** Opening EXTRACTED MATERIAL block **

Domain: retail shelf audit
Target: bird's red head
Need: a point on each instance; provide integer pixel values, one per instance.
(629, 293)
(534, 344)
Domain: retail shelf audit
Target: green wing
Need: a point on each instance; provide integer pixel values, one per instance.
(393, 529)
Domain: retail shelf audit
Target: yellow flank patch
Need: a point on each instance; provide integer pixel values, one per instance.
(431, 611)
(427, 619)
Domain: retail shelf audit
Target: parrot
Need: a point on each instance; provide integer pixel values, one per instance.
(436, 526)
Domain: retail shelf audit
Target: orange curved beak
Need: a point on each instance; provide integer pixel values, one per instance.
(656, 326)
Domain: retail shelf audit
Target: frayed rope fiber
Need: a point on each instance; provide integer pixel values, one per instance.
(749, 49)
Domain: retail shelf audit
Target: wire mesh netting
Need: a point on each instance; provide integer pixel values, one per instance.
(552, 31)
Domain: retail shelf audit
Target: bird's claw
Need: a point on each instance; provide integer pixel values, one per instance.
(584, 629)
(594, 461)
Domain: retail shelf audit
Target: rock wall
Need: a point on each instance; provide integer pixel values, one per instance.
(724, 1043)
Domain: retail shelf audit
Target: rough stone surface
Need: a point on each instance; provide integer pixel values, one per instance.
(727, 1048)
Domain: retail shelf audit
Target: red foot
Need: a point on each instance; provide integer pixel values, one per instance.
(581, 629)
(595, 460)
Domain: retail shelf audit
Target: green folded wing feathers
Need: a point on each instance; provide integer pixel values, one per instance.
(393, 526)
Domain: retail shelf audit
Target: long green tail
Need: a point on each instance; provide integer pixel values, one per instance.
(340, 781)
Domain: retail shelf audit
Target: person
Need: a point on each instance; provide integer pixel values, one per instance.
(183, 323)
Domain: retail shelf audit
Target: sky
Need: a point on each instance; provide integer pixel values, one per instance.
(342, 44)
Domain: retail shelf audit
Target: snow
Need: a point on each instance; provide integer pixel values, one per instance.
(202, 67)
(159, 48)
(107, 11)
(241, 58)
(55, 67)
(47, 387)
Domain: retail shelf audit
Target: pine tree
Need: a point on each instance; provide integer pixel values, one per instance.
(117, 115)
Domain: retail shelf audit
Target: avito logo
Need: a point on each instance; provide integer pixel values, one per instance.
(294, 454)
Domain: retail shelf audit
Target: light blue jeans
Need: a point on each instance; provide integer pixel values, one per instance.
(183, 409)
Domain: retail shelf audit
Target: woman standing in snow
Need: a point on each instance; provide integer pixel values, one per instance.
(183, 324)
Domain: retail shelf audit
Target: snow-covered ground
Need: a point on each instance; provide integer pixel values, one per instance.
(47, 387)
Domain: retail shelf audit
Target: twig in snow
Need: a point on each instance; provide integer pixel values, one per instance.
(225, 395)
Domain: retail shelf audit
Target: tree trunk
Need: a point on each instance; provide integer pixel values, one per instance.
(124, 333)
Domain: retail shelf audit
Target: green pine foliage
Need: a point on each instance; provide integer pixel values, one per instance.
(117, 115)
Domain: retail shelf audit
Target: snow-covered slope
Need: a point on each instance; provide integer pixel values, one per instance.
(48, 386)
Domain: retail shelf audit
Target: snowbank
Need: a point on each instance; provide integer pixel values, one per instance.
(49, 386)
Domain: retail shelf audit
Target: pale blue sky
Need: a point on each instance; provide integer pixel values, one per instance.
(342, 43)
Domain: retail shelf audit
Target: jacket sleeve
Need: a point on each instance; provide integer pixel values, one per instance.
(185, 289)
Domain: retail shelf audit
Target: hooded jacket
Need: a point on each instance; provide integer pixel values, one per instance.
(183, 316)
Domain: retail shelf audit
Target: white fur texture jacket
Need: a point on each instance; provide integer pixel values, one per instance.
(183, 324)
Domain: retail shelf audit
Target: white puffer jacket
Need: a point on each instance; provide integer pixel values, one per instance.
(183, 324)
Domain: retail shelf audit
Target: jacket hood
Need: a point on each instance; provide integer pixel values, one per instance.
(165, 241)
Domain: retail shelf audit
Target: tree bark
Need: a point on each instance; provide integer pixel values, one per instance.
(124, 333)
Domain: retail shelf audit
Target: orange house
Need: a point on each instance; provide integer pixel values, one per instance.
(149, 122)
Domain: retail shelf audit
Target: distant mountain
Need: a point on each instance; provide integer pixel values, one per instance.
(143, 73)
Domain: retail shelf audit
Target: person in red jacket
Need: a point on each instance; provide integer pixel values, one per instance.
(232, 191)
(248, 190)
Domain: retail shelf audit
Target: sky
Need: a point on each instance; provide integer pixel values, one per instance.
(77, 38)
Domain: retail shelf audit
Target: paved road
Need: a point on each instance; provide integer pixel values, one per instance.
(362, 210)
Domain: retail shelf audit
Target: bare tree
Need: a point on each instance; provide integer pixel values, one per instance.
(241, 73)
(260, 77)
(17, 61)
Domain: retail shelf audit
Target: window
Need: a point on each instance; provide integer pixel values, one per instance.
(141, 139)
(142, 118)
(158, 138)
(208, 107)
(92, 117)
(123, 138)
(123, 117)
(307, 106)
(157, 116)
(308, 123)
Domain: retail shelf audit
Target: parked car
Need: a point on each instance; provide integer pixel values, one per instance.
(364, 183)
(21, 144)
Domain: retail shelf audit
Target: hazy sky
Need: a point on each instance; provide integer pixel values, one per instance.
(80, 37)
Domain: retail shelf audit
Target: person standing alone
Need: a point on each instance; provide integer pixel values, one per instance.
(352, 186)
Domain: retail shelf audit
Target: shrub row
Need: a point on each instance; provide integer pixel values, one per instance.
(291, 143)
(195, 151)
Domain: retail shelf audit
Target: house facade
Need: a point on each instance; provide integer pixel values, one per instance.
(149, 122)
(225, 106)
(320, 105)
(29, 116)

** Closing EXTRACTED MATERIAL block **

** DIRECTIONS FOR THIS TASK **
Print, exactly as written, the first line of the records above and each line after it until the line with "Target: rough stone surface", which is printed too.

** RESPONSE AREA **
Domain: retail shelf audit
Target: bird's red head
Need: a point on each instance; provide integer pixel values, one per instance.
(629, 293)
(534, 344)
Domain: retail shelf audit
Target: green wing
Need: a point on each instance; provide integer pixel values, one per instance.
(393, 529)
Domain: retail shelf audit
Target: yellow flank patch
Need: a point on each instance; provide integer pixel values, one per instance.
(431, 611)
(427, 619)
Domain: retail shelf audit
Target: parrot
Need: a point on each instance; provide integer pixel values, one per instance.
(436, 526)
Domain: retail shelf audit
Target: orange curved beak
Need: a point on each instance; provide integer pixel values, one per instance.
(656, 326)
Domain: retail shelf audit
Target: frayed rope fiber
Need: a point on each instance; provide integer pixel values, one per instance.
(749, 49)
Domain: retail shelf audit
Target: wire mesh netting
Need: a point on each instance; provide integer pixel values, one per instance.
(552, 31)
Domain: retail shelf audit
Target: bird's claw
Need: a point on each instance; provide integer pixel values, one per instance.
(584, 629)
(594, 461)
Domain: retail shelf audit
Target: rock wall
Need: a point on each instance; provide integer pixel values, one per instance.
(724, 1043)
Domain: retail shelf audit
Target: rough stone surface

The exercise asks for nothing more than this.